AVAILABLE DATA below:

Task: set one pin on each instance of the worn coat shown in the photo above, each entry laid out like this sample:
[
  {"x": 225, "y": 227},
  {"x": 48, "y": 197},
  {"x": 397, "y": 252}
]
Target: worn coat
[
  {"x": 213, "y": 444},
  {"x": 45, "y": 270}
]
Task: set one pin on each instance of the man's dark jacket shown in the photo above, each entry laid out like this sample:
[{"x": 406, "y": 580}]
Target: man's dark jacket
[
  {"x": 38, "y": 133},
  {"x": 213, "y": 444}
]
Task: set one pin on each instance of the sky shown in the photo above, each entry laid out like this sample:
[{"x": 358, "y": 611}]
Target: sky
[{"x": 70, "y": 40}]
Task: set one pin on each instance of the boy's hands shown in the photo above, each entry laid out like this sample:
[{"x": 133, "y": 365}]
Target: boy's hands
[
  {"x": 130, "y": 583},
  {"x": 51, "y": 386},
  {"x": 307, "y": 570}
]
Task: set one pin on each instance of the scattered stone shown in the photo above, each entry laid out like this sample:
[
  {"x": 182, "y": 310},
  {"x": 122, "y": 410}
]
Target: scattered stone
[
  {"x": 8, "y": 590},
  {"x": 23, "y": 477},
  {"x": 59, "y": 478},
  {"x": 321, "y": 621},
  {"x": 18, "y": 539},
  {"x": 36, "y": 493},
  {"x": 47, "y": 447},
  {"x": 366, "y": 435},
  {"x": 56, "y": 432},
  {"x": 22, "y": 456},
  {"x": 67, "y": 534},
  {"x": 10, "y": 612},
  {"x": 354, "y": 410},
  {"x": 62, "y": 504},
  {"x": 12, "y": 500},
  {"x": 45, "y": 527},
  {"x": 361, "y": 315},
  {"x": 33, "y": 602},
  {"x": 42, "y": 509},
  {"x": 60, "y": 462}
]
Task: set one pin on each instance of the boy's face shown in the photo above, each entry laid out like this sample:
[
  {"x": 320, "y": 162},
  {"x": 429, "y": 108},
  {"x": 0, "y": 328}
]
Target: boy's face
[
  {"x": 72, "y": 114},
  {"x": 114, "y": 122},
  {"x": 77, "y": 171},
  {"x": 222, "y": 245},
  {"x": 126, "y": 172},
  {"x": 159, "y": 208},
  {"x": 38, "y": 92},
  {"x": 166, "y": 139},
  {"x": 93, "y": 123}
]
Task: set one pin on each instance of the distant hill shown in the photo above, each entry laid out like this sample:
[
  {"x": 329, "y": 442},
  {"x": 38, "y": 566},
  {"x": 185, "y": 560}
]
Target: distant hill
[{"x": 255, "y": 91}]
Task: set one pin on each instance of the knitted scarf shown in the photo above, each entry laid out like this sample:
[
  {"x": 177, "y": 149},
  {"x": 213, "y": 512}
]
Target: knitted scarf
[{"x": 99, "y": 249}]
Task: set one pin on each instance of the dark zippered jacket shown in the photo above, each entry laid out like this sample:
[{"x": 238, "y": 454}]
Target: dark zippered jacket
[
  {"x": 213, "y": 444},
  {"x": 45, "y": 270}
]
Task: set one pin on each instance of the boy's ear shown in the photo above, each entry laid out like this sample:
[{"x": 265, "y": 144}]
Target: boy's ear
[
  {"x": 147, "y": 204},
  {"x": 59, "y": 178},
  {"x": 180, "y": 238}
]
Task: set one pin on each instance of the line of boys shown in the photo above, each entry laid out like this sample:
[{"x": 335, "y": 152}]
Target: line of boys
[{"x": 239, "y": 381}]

End of AVAILABLE DATA.

▶ [AIM OF THE EXERCISE]
From beginning to end, the data must be duplicated exactly.

▶ [THE ANSWER]
Task: set one pin on each instance of the worn coat shown in the photo above, each entry laid out like this sample:
[
  {"x": 225, "y": 227},
  {"x": 48, "y": 197},
  {"x": 397, "y": 252}
]
Target: worn coat
[
  {"x": 213, "y": 444},
  {"x": 45, "y": 270}
]
Task: set one pin on each instance of the man's dark jacket shown in the photo above, each entry laid out like this sample:
[{"x": 406, "y": 580}]
Target: man's dark jacket
[
  {"x": 38, "y": 133},
  {"x": 213, "y": 444}
]
Task: set one pin on each instance of the sky shown in the photo above, each entry laid out like this sample:
[{"x": 358, "y": 611}]
Target: sky
[{"x": 70, "y": 40}]
Task: set one pin on each instance of the boy's hands shown in the photo above, each entry laid out like this sample:
[{"x": 133, "y": 365}]
Target: boy's hands
[
  {"x": 130, "y": 583},
  {"x": 51, "y": 386},
  {"x": 307, "y": 570}
]
Task: set one pin on each instance of the scattered stone shown in the photo above, each entry laid out like this sample:
[
  {"x": 182, "y": 310},
  {"x": 122, "y": 410}
]
Target: scattered stone
[
  {"x": 8, "y": 590},
  {"x": 23, "y": 477},
  {"x": 59, "y": 478},
  {"x": 321, "y": 621},
  {"x": 18, "y": 539},
  {"x": 36, "y": 493},
  {"x": 47, "y": 447},
  {"x": 366, "y": 435},
  {"x": 56, "y": 432},
  {"x": 22, "y": 456},
  {"x": 67, "y": 534},
  {"x": 10, "y": 612},
  {"x": 354, "y": 410},
  {"x": 62, "y": 504},
  {"x": 12, "y": 500},
  {"x": 45, "y": 527},
  {"x": 361, "y": 315},
  {"x": 33, "y": 602},
  {"x": 42, "y": 509},
  {"x": 60, "y": 462}
]
Task: set one pin on each instance of the boy's face shown in the photo above, each entry laid out like this sample:
[
  {"x": 320, "y": 162},
  {"x": 429, "y": 108},
  {"x": 0, "y": 328}
]
Target: boy's face
[
  {"x": 72, "y": 114},
  {"x": 114, "y": 122},
  {"x": 77, "y": 171},
  {"x": 222, "y": 245},
  {"x": 126, "y": 172},
  {"x": 159, "y": 208},
  {"x": 38, "y": 92},
  {"x": 166, "y": 139},
  {"x": 93, "y": 123}
]
Task: set one pin on each instance of the distant hill shown in the photo above, each entry laid out like this sample:
[
  {"x": 329, "y": 442},
  {"x": 38, "y": 566},
  {"x": 185, "y": 560}
]
Target: distant hill
[{"x": 255, "y": 91}]
Task: set one pin on each instance of the knitted scarf shown in the photo above, each entry laid out like this sample:
[
  {"x": 177, "y": 149},
  {"x": 213, "y": 512}
]
Target: knitted scarf
[{"x": 99, "y": 249}]
Task: set one pin on each instance of the dark zippered jacket shown in the photo above, each entry laid out like this sample:
[{"x": 238, "y": 454}]
Target: dark zippered jacket
[
  {"x": 213, "y": 444},
  {"x": 45, "y": 270}
]
Task: set one pin on each instance of the boy's ear shown in the photo above, each entry laid out like this sample:
[{"x": 265, "y": 144}]
Target: boy's ear
[
  {"x": 147, "y": 204},
  {"x": 59, "y": 178},
  {"x": 180, "y": 238}
]
Task: set one pin on each instance of the line of boys shown in the photo above, each entry laid out like this sample:
[{"x": 335, "y": 152}]
Target: line of boys
[{"x": 239, "y": 381}]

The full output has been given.